● Exercice proposé 1:
D'après la critique de danse, pour quels interprètes la pièce de la Cie FluO est-elle chorégraphiée ?
● Exercice proposé 2:
Relevez tous les noms de personnes qui figurent dans la critique de danse.
● Exercice proposé 3:
Rédigez la suite de la critique de danse consacrée à « Every drop of my blood », après sa dernière phrase.

● Article:
────────────────────────────────────────

Danse

"Every drop of my blood" L'irrésistible quête de soi, une chorégraphie de combat

Comment pouvoir s'imaginer vivre encore dans un corps contraint par des normes héritées ? Comment échapper aux diktats conditionnant l'existence féminine arrimée au joug des représentations stéréotypées ? La quête de soi ne peut être qu'un corps-à-corps frontal, un sport de combat au même titre que la sociologie telle que la concevait Pierre Bourdieu. La Cie FluO, en livrant - comme on dit d'une haute lutte - cette pièce chorégraphiée pour deux danseuses et un musicien se fait le porte-parole inspiré du mantra libertaire irriguant sa création.



© Jean-Pierre Marcon.
D'emblée, la chorégraphe russo-française Nadia Larina - elle-même sur le plateau - nous immerge dans une installation plastique constituée de deux cubes aux parois et au "plafond de verre", celui même qui symbolise les freins invisibles empêchant toute trajectoire hors des lignes fixées par un patriarcat solidement campé sur ses positions ultraconservatrices. Dans une atmosphère entre chien et loup, les deux danseuses accompagnées du musicien en live vont égrener leurs bribes de parcours heurtés. Les leurs ou ceux d'anonymes trouvant en elles l'opportunité d'exister hors de l'épais silence où on a voulu trop longtemps les claquemurer.

────────────────────────────────────────

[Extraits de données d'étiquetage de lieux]

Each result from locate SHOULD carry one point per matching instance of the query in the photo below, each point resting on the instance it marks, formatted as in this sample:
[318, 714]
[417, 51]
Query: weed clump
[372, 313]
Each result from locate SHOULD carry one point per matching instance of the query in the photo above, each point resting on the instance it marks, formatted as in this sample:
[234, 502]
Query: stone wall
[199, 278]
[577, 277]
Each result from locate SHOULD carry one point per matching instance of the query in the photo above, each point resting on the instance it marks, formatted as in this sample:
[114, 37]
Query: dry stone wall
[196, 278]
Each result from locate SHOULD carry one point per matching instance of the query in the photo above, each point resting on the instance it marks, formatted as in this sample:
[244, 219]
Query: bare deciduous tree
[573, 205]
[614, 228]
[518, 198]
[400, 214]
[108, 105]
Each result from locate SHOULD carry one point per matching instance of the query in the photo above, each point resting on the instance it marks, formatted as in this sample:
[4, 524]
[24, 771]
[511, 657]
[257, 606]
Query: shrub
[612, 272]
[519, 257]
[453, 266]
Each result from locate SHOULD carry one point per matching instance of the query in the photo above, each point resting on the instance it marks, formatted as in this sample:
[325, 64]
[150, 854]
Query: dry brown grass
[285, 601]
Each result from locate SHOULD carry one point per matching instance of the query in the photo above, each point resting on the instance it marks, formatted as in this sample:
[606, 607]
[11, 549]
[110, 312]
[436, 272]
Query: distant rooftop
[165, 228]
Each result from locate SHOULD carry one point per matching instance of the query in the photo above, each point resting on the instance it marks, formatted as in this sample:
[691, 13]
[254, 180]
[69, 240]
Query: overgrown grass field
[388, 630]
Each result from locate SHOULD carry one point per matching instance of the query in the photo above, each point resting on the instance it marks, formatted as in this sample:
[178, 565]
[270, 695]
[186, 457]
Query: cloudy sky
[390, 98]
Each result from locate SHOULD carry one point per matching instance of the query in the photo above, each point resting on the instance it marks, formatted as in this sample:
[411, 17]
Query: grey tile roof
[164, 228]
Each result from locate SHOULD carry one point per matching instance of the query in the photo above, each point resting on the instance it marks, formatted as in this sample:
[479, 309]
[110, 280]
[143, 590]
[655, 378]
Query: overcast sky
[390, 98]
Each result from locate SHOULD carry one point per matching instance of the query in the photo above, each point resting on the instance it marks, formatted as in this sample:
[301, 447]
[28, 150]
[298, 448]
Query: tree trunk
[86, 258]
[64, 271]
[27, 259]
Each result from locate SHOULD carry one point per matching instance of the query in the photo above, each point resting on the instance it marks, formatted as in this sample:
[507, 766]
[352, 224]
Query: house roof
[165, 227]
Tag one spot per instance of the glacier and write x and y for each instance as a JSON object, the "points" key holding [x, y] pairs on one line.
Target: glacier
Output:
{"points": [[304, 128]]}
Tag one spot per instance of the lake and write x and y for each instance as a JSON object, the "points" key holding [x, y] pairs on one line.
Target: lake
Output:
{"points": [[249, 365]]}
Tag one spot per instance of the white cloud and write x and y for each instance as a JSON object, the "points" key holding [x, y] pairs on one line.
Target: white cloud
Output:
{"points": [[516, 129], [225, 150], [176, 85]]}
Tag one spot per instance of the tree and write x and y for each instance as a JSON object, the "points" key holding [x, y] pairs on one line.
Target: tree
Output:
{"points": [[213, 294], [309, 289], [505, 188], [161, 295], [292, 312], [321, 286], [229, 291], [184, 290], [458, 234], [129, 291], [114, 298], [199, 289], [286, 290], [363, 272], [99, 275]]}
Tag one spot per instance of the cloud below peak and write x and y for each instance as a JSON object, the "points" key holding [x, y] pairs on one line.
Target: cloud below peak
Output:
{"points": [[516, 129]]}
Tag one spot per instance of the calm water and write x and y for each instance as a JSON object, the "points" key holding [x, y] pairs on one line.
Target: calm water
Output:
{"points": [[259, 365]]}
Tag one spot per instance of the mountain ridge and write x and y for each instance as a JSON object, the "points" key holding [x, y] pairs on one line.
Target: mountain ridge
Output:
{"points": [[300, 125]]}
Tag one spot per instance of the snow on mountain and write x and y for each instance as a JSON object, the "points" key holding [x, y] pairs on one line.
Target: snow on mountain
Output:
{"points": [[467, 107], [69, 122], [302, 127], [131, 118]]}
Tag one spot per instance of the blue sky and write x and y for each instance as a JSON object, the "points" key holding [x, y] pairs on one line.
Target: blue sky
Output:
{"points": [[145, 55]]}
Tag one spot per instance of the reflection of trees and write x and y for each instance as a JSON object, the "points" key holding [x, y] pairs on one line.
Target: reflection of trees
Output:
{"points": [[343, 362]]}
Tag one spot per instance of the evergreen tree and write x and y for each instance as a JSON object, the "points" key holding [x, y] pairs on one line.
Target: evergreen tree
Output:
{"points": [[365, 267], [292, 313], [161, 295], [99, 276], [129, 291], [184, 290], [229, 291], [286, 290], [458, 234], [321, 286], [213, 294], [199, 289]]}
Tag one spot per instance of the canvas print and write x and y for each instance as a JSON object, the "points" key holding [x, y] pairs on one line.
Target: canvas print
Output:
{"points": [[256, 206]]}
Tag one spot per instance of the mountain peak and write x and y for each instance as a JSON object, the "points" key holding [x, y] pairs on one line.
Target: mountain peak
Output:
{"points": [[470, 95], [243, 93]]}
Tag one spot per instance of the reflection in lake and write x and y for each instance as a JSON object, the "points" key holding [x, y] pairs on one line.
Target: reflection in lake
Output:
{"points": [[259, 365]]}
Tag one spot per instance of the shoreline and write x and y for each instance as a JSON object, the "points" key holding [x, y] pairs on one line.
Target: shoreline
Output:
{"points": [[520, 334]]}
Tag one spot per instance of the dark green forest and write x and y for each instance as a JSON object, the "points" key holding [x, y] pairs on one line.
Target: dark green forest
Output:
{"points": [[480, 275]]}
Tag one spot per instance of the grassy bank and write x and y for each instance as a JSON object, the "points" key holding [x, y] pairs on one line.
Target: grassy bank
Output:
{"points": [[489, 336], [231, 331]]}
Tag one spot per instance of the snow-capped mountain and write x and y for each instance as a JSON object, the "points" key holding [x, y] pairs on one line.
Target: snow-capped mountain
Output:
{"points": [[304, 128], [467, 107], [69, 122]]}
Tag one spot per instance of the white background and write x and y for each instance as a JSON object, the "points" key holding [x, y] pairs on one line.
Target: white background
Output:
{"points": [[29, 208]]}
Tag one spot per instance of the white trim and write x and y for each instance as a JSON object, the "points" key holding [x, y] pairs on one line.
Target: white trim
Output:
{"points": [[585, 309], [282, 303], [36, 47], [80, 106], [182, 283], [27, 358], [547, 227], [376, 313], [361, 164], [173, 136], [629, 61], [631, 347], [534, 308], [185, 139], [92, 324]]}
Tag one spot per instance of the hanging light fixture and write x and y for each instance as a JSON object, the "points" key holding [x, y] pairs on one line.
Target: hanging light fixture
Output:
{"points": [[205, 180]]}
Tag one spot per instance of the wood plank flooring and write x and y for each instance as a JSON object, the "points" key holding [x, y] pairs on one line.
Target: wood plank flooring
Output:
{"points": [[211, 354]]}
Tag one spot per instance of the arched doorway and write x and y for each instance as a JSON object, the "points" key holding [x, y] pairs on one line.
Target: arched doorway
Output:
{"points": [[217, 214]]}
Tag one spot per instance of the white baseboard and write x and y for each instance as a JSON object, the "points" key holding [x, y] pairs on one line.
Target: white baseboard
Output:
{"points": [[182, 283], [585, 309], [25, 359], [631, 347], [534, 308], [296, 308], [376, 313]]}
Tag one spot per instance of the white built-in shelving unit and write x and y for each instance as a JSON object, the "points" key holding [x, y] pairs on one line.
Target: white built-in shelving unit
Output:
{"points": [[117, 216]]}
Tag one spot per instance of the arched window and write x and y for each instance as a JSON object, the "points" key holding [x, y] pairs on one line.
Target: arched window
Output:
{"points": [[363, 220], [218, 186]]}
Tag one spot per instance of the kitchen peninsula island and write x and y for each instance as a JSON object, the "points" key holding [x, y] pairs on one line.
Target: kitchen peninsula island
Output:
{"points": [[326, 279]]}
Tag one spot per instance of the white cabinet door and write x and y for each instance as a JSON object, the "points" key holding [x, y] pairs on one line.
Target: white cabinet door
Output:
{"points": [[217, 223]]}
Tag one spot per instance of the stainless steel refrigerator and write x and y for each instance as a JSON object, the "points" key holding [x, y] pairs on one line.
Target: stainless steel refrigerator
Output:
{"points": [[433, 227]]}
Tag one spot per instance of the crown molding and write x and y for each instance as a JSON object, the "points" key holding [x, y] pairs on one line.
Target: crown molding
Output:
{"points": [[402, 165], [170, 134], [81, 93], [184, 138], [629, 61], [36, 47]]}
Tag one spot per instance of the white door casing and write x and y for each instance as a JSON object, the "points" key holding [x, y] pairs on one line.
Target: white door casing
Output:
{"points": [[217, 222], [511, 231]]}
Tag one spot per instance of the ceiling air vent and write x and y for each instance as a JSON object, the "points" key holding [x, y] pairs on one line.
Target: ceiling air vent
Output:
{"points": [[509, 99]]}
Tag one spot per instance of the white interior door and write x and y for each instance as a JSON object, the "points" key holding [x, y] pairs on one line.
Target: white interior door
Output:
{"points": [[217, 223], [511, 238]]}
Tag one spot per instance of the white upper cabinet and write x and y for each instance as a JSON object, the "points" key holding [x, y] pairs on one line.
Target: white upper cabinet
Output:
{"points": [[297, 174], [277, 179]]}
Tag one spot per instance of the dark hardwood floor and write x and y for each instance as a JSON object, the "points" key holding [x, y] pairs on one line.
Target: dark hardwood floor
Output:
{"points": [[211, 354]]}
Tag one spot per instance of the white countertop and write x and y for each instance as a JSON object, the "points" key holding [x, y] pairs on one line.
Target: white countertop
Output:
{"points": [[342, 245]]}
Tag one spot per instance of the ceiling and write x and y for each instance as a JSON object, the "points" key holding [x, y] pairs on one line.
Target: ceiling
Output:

────────────────────────────────────────

● Corrigé 1:
Pour deux danseuses et un musicien.

● Corrigé 2:
Pierre Bourdieu, Nadia Larina, Jean-Pierre Marcon.

● Corrigé 3:
Ce que disent ces mots échappés du couvercle des convenances, c'est la pression insupportable des assignations de sexe véhiculées par les entourages avides d'"évidences naturelles"… Un garçon ne peut gesticuler, il doit se comporter comme un homme. Une fille ne peut s'habiller comme un garçon, elle doit cultiver sa féminité. À ses schémas réducteurs, garants d'une tradition aussi invisible que tenace, à préserver coûte que coûte, viennent se greffer les violences intrafamiliales violentant les esprits et les corps soumis à l'omerta du milieu. Porter la honte des sarcasmes répétés dénigrant les comportements "hors nature". Porter la honte d'être violée par celui-là même qui devait prendre soin d'elle…

© Jean-Pierre Marcon.
Les corps des deux danseuses - comme celui du musicien - se délestant des pelures sociétales prennent possession de l'installation plastique. Confrontées alors aux parois de verre des cubes qu'elles habitent comme un espace enfermant, elles tentent obstinément de s'en extraire. Lançant une jambe, un bras, s'étirant, et retombant immanquablement dans leur "cage" tant la pression des résistances offertes par les cloisons - délimitant la place réduite qui leur est octroyée - est grande. Leurs mouvements empêchés rendant compte des pesanteurs à soulever pour tenter d'advenir à elles-mêmes, hors de toutes prescriptions.

Combat dantesque rythmé par la musique en live rendant palpable le poids des héritages d'un patriarcat ayant colonisé les esprits et assigné les corps à des postures codifiées. Oppressions incorporées, "mises en corps" des discours dominants érigeant la binarité des sexes en gardienne de l'ordre établi. Et quand elles finissent, à la force de la formidable énergie qui les anime, à se hisser enfin hors des cubes afin d'échapper au plafond de verre, c'est pour être aussitôt menacées d'être écrasées par leur retombée implacable…

© Jean-Pierre Marcon.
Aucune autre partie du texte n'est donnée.